We finally match query-relevant prompt embeddings $\tilde{p}_{i\mid q}$ with label-aware query embedding $\tilde{u}_{q}$ using cosine similarity $\sigma(\tilde{u}_{q},\tilde{p}_{i\mid q})=\langle\tilde{u}_{q},\tilde{p}_{i\mid q}\rangle/(\|\tilde{u}_{q}\|_{2}\,\|\tilde{p}_{i\mid q}\|_{2})$ . And we select $i^{\star}=\arg\max_{i\in[N]}\sigma(\tilde{u}_{q},\tilde{p}_{i\mid q})$ and then set $c_{q}^{\star}=(I_{i^{\star}}^{p},L_{i^{\star}}^{p})$ as the best prompt for VICL inference.

3.3 Optimization Process of LaPR

During optimization, we freeze the Vision Transformer feature extractor $f$ throughout and train only the experts $E,\bar{E}$ and the router $R$ . Considering the two components play different roles, we adopt a decoupled two-step scheme in which each mini-batch undergoes two successive updates. In the first step, the experts $E,\bar{E}$ are optimized with a VICL performance objective while the mixture proportions $\pi_{q}=R(u_{q})$ are kept fixed, strengthening representations under different modes. In the second step, the experts are frozen and only the router $R$ is updated using a prompt–query label-matching signal improving the alignment of the inferred mode mixture with the ground-truth query label. Additionally, we introduce an MoE-specific load-balancing loss encourages every expert to promotes even expert usage across queries.

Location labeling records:
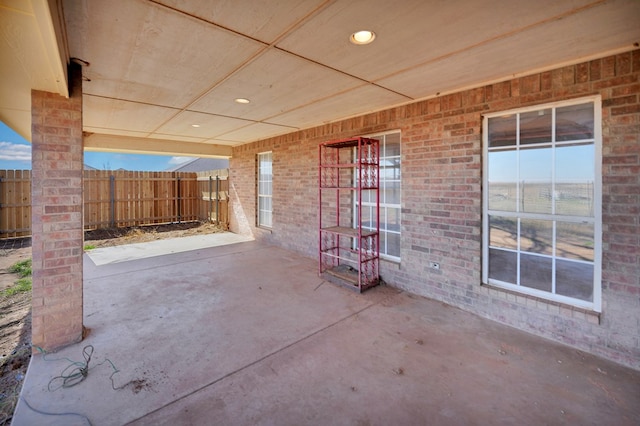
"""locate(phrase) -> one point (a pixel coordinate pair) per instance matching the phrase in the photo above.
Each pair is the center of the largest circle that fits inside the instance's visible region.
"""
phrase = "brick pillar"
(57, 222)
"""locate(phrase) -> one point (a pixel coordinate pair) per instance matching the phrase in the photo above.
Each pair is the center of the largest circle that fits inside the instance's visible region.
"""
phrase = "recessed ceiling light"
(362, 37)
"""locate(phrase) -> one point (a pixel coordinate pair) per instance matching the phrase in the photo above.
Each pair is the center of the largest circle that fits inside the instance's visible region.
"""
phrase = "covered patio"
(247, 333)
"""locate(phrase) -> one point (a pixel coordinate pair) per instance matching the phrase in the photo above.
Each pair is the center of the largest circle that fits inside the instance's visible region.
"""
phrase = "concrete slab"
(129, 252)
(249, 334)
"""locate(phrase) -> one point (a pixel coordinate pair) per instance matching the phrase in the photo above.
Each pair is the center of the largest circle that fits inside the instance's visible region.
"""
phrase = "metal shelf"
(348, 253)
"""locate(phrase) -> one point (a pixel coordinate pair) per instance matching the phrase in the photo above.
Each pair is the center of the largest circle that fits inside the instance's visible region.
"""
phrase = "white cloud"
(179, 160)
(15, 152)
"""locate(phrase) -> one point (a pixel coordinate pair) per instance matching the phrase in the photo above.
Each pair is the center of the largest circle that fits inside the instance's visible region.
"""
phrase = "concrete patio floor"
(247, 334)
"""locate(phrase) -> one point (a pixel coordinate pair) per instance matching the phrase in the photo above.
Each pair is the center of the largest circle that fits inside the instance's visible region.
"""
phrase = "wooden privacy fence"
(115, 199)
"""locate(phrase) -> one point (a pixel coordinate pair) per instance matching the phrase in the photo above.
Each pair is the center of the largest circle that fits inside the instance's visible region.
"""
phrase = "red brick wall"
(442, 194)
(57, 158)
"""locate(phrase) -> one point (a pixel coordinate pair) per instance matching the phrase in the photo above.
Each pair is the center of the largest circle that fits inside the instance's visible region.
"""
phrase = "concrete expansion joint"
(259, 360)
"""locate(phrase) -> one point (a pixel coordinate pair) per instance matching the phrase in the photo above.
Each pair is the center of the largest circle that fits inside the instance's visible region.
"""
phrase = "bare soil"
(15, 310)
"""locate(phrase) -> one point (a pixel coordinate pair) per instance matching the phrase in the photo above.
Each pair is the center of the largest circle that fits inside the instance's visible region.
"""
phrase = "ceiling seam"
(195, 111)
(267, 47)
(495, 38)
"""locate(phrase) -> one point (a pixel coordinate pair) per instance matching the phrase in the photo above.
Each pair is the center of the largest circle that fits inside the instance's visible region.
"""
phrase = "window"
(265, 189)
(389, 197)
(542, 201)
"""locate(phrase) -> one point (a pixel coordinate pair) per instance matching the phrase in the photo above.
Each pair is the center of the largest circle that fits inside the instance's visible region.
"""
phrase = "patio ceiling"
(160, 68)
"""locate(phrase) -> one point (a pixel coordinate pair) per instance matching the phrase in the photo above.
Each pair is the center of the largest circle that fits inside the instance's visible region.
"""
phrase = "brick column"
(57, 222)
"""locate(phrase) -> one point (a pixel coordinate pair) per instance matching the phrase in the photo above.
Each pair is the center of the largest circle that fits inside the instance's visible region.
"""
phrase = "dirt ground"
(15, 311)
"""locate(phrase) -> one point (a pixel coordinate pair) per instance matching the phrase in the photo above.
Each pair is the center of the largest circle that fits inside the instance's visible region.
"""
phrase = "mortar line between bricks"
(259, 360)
* * *
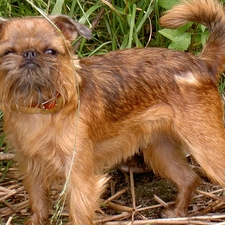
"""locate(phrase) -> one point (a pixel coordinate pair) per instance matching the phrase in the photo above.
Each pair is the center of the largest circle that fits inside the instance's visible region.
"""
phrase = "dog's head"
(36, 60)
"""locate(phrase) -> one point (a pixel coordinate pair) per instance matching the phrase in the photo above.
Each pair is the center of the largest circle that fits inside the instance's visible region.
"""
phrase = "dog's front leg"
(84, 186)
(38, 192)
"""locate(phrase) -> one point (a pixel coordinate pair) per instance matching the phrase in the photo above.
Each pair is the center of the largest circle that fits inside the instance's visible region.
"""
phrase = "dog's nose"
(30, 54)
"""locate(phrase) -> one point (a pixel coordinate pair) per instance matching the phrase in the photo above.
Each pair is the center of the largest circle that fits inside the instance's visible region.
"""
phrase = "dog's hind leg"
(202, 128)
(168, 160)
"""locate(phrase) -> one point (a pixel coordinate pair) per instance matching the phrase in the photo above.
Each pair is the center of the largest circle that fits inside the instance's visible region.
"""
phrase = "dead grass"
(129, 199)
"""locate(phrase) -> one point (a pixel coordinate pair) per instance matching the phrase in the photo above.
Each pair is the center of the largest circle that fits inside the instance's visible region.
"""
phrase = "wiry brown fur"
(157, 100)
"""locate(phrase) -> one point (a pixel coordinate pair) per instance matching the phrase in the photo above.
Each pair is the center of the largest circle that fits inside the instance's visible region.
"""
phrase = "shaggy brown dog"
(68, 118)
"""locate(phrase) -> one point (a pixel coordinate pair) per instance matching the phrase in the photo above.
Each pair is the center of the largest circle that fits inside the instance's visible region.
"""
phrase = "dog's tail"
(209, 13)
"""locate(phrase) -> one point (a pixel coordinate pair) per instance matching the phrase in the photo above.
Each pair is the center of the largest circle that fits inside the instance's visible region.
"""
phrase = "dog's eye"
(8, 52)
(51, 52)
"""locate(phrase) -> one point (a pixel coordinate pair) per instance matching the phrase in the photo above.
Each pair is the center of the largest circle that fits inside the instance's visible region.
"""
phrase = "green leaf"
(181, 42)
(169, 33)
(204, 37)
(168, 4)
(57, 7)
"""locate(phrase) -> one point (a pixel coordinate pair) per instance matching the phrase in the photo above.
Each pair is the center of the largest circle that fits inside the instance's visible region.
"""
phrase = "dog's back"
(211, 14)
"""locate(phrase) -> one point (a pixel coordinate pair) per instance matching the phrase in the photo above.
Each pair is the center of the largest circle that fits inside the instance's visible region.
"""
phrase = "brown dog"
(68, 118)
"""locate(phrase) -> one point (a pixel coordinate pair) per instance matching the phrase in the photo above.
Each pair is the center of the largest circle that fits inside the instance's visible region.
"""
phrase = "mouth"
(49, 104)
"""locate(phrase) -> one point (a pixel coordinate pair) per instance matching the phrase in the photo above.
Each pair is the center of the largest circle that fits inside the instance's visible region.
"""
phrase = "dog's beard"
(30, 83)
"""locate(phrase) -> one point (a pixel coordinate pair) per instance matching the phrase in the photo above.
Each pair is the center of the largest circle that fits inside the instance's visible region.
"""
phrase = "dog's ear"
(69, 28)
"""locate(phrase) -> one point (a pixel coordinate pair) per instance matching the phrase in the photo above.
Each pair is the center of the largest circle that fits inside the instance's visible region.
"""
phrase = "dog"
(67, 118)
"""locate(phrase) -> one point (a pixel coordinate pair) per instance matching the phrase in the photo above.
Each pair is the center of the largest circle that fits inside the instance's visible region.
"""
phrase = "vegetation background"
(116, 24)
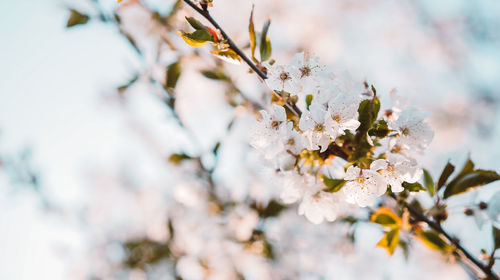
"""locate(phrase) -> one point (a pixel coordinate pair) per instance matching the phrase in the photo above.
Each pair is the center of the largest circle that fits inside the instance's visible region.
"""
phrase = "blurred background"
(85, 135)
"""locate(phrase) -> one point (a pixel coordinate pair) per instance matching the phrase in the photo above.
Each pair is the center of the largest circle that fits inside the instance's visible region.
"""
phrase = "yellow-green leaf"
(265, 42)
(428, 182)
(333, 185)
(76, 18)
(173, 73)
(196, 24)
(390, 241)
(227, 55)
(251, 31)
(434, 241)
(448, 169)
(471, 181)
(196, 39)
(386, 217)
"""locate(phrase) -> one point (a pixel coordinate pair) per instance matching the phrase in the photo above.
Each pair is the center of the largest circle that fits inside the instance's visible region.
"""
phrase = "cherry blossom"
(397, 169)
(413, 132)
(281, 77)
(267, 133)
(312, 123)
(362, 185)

• Required work
Check each of these statements against the LaPR optimization excerpt, answering yes or no and quoting the exact words of the excerpt that decide it.
1. The Vision Transformer feature extractor is trained together with the experts during optimization.
2. Each mini-batch receives two successive updates.
3. In the second step, only the router is updated.
These records are drawn from a separate source.

• Result below
1. No: "we freeze the Vision Transformer feature extractor"
2. Yes: "each mini-batch undergoes two successive updates"
3. Yes: "the experts are frozen and only the router"